Задание
Перепишите без изменений кусок текста о потреблении среднего класса: от слов «Помимо вложений в» до слов «высшее образование, экономист].» включительно.

Исходный текст
· · · · · · ·

Детали очень важны. Выстраивание собственного жизненного стиля требует внимательного отношения к потреблению. Нужно обзвонить 20 магазинов, прежде чем сделать покупку. Потребитель из среднего класса - это компетентный потребитель. Он владеет информацией о товарах и услугах, полученной из разных источников (СМИ, наружная реклама, специализированные издания для потребителей), знает, где и как найти такую информацию, обращает особое внимание на соотношения цены-качества, на соотношение размера траты и сервиса, освобождающего время.
Как отмечал П. Бурдье, «возможность прочитывать жизненный стиль социальной группы по выбранной ею мебели или одежде определяется не только тем, что данные товары являются материализацией экономической и культурной необходимости, которая, собственно, и предопределила сделанный выбор. Помимо этого, в знаковых объектах, в их роскоши или убогости, в их "исключительности" или "пошлости", их "красоте" или "отвратительности" находят свою материализацию социальные отношения» [Bourdieu 1989: 77]. Покупая квартиры и стилизуя их «не как у всех», обзванивая сотни магазинов в поисках оригинальной детали домашнего интерьера, люди из среднего класса возводят социальную границу, стараясь отгородиться подальше от бедности и приблизится к более состоятельному слою. Поле потребления не гомогенно, а разделено на зоны, наделенные стратифицирующими смыслами. Компетентный потребитель из среднего класса разделяет эти смыслы и пытается позиционировать себя с их помощью12.
12 «Я никогда не буду одеваться в Апраксином дворе. Я никогда не буду есть в дешевом общепите» [женщина, 36 лет, два высших образования, финансовый аналитик].
Потребительский стиль складывается из множества мелких деталей: еды и одежды, марки машины и форм досуга, интерьера и размера квартиры. Нельзя сказать, что существуют общие стилистические правила для выбора недвижимости и сопроводительных товаров, отличающие исследуемую группу. В Петербурге еще только формируется социальное зонирование городского пространства. Наши респонденты расходятся в предпочтениях: кто-то любит центр, кто-то новые районы на окраинах, некоторые же говорят о преимуществах пригородов. Сопроводительные товары для обустройства домашнего быта также приобретаются разным образом: и в магазинах, и на изготавливающих их производствах, или же ввозятся из близлежащих стран (Финляндия, Эстония, Латвия).
Помимо вложений в товары, обустройство недвижимости предполагает также потребление разноплановых услуг. Наши респонденты прибегают к услугам риэлторов при покупке жилья, строительных бригад - для его ремонта, а некоторые для поддержания квартир в чистоте и порядке пользуются услугами домработниц. Потребление услуг, связанных с недвижимостью, имеет ряд специфических характеристик.
Новый для российского общества рынок риэлторских услуг сформировался в первые годы приватизации и может быть оценен как вполне капиталистически и более или менее прозрачный.
«Мы все делали [покупали квартиру. - Б.Г., Ж.Ц.] через риэлторскую контору. Там все прозрачно. Подписали договор, деньги в ячейки заложили, заверили акт купли-продажи у нотариуса, потом все оформили в ГБР» [женщина, 32 года, высшее образование, экономист].

· · · · · · ·

Данные
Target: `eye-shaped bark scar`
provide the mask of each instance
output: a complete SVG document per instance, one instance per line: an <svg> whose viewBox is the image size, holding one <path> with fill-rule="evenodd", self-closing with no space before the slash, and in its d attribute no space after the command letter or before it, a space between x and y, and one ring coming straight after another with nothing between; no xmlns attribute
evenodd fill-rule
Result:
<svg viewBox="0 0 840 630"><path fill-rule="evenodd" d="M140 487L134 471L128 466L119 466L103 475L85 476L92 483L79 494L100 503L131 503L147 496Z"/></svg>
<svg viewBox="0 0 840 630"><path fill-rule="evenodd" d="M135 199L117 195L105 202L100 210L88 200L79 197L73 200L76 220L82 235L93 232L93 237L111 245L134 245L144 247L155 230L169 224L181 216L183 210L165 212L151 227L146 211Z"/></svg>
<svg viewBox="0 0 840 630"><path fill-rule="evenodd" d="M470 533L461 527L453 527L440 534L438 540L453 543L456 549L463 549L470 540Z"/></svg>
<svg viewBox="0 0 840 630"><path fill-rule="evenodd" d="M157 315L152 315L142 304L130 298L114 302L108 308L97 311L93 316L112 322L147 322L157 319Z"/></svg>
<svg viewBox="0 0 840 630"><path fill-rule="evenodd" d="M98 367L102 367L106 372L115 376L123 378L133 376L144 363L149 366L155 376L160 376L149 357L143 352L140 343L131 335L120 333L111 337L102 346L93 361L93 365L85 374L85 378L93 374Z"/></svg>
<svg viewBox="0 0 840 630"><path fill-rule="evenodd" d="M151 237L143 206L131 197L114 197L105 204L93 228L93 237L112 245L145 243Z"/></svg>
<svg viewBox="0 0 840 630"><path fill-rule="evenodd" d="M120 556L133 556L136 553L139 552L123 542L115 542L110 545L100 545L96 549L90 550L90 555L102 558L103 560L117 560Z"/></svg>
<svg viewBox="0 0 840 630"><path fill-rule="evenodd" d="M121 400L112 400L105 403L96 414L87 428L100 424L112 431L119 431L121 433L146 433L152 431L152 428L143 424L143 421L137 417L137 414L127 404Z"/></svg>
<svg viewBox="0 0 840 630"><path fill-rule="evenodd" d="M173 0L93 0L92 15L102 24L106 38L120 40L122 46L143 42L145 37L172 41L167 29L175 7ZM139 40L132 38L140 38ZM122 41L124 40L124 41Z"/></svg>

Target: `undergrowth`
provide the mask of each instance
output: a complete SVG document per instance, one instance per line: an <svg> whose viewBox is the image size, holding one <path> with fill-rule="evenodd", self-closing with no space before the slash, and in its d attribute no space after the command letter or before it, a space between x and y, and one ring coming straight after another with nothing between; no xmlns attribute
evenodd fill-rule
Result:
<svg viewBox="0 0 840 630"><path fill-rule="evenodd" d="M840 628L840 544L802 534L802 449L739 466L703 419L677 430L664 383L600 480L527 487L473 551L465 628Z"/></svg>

· · · · · · ·

Ответ
Помимо вложений в товары, обустройство недвижимости предполагает также потребление разноплановых услуг. Наши респонденты прибегают к услугам риэлторов при покупке жилья, строительных бригад - для его ремонта, а некоторые для поддержания квартир в чистоте и порядке пользуются услугами домработниц. Потребление услуг, связанных с недвижимостью, имеет ряд специфических характеристик.
Новый для российского общества рынок риэлторских услуг сформировался в первые годы приватизации и может быть оценен как вполне капиталистически и более или менее прозрачный.
«Мы все делали [покупали квартиру. - Б.Г., Ж.Ц.] через риэлторскую контору. Там все прозрачно. Подписали договор, деньги в ячейки заложили, заверили акт купли-продажи у нотариуса, потом все оформили в ГБР» [женщина, 32 года, высшее образование, экономист].